◆ Selected passage:
=======

Drilling for oil and training doctors have a long-time horizon. Each requires a decade to have a meaningful impact. President Bush frittered away his eight years opining over OB/GYN's not practicing their love with their patients. Yet, he didn't plan to add one. Bush wanted medical malpractice reform, something the Texas legislature accomplished in 2003.
The Obama administration awoke HHS from its long nap, only to find a projected shortage of 66,000 primary care doctors by 2020 (a mere decade away by the time a bill passes). The Senate Finance Committee (SFC) put doctor training high on its priority list.
They propose a 5% bonus on qualifying payments to primary care doctors. The bonus runs from 2010-2014. It applies to currently practicing doctors and those in residency. How does a 5% bonus makeup the primary care shortfall relative to specialists? It might take a primary care physician from $150,000 to $157,000. That's a drop in the bucket. It also goes away long before 2020.
Busy primary care physicians had to go from seeing 3 patients per hour to 5 to keep their income level under the Bush regime. The government will offer "a modest fee" to doctors for managing non-physicians.
Medicare would reimburse physicians for certain care management activities performed by nurse care managers (or other qualified non-physician professionals, such as diabetes educators). Qualified activities would include providing in-person care assessment and management, coaching, education, and self-management support to patients.
It's a good thing primary care physicians have so much free time. President George W. Bush pushed high deductible health plans so patients could negotiate with doctors over fees. Besides haggling with patients over price, doctors could soon manage non-physicians for a modest fee.

=======

◆ Listed entries:
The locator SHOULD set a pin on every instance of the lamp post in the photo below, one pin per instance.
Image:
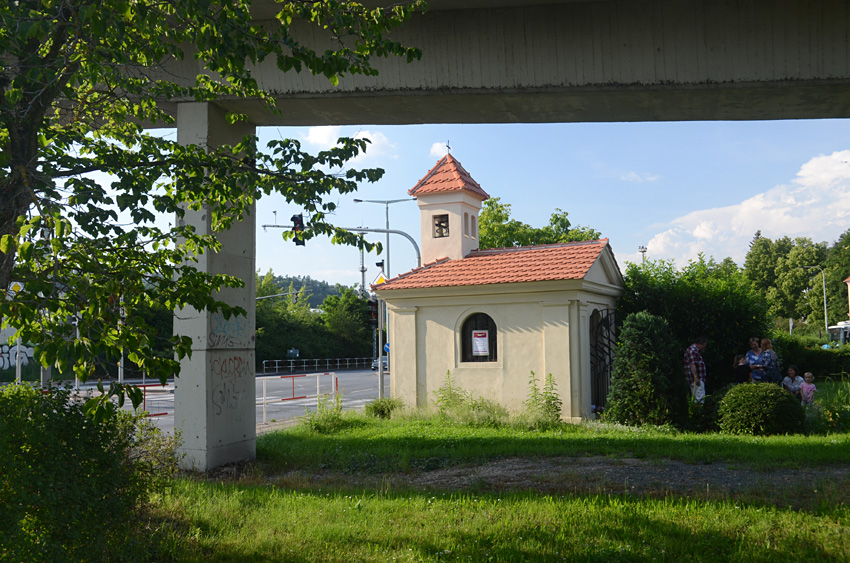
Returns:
(386, 203)
(825, 313)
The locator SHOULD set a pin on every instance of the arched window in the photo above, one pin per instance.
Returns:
(478, 339)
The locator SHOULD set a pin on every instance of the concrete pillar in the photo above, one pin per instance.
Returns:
(215, 400)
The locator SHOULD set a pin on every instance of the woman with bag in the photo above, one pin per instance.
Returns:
(770, 361)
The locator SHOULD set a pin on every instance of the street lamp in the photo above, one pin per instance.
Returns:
(825, 313)
(386, 203)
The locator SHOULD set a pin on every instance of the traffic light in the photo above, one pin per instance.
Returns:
(373, 313)
(297, 229)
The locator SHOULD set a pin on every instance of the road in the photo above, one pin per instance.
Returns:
(286, 398)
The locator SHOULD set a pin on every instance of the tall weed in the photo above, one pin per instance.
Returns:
(831, 411)
(328, 417)
(542, 408)
(457, 405)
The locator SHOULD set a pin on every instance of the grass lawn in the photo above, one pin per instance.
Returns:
(276, 509)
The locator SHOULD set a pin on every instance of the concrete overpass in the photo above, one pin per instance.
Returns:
(506, 61)
(510, 61)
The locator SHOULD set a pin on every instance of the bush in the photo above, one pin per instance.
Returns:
(705, 417)
(383, 408)
(456, 405)
(647, 383)
(72, 489)
(760, 409)
(543, 406)
(809, 356)
(704, 298)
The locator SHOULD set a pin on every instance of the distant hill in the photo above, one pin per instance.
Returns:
(318, 289)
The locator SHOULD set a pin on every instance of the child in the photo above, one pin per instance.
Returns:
(793, 381)
(742, 369)
(807, 389)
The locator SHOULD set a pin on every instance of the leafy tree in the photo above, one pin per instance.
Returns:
(703, 299)
(837, 269)
(78, 79)
(647, 383)
(498, 230)
(781, 269)
(346, 317)
(788, 296)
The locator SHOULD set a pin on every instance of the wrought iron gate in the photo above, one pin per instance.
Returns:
(602, 340)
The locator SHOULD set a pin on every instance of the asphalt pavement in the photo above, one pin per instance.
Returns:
(280, 399)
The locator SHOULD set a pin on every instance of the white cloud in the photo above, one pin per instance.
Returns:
(439, 150)
(325, 137)
(639, 177)
(815, 204)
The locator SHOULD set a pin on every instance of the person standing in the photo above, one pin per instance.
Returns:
(754, 360)
(770, 363)
(694, 367)
(793, 381)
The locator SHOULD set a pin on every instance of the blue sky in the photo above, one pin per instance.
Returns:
(679, 188)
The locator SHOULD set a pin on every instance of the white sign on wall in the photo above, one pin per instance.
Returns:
(480, 343)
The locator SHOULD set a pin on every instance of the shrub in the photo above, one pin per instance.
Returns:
(704, 298)
(543, 406)
(647, 383)
(705, 417)
(760, 409)
(383, 408)
(808, 354)
(72, 489)
(457, 405)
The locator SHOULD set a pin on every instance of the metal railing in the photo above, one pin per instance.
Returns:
(271, 367)
(319, 377)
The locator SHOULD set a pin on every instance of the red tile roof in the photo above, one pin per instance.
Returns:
(447, 176)
(563, 261)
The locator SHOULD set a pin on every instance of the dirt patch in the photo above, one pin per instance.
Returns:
(800, 488)
(628, 475)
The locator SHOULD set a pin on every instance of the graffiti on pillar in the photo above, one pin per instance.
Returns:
(229, 382)
(228, 333)
(8, 356)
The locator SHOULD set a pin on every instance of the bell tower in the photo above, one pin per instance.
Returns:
(449, 202)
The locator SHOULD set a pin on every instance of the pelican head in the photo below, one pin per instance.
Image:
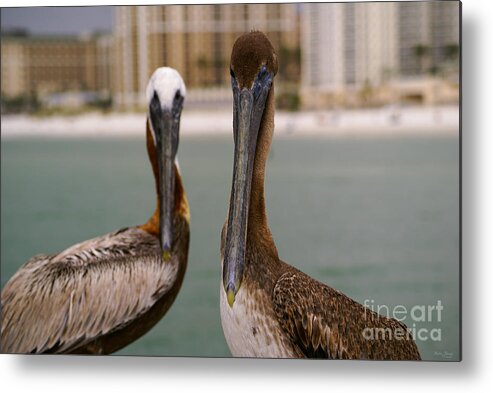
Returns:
(253, 67)
(165, 94)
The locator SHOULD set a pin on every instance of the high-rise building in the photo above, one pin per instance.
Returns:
(47, 64)
(352, 50)
(194, 39)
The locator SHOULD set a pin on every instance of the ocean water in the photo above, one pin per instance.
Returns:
(377, 218)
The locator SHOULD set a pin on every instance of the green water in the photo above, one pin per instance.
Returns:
(376, 218)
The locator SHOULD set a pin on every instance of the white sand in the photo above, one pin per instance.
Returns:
(410, 121)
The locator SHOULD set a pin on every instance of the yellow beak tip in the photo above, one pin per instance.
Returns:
(231, 297)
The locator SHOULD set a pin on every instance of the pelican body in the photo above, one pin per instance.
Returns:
(269, 308)
(100, 295)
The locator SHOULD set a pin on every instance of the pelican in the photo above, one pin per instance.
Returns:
(100, 295)
(269, 308)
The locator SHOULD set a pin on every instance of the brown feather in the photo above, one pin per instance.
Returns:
(96, 297)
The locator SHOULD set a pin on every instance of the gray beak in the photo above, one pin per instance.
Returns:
(248, 108)
(166, 126)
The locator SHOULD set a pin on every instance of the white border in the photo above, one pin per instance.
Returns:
(84, 374)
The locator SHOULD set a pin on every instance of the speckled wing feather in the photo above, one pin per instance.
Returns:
(325, 323)
(59, 302)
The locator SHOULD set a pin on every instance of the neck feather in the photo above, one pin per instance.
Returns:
(257, 217)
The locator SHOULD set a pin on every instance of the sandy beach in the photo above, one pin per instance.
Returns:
(362, 122)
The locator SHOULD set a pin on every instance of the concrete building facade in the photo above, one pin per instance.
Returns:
(355, 53)
(194, 39)
(44, 65)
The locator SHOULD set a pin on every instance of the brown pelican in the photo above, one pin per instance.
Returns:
(100, 295)
(269, 308)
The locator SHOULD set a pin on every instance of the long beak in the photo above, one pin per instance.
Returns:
(248, 109)
(166, 130)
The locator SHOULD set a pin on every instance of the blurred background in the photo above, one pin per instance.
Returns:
(363, 177)
(331, 55)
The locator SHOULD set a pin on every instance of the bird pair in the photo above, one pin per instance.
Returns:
(100, 295)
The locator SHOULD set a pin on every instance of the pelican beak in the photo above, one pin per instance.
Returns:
(248, 108)
(166, 125)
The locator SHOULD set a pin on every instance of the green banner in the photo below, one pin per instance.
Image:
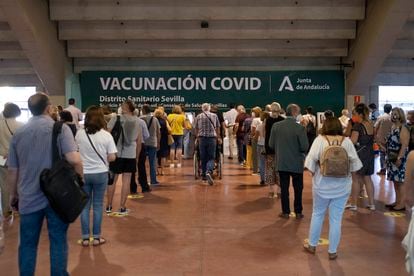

=======

◆ Directions for this task: In the commentary on primary care doctors, what shortage of primary care doctors is projected by 2020? The rows have nothing to do with the commentary on primary care doctors.

◆ Expected answer: A shortage of 66,000 primary care doctors.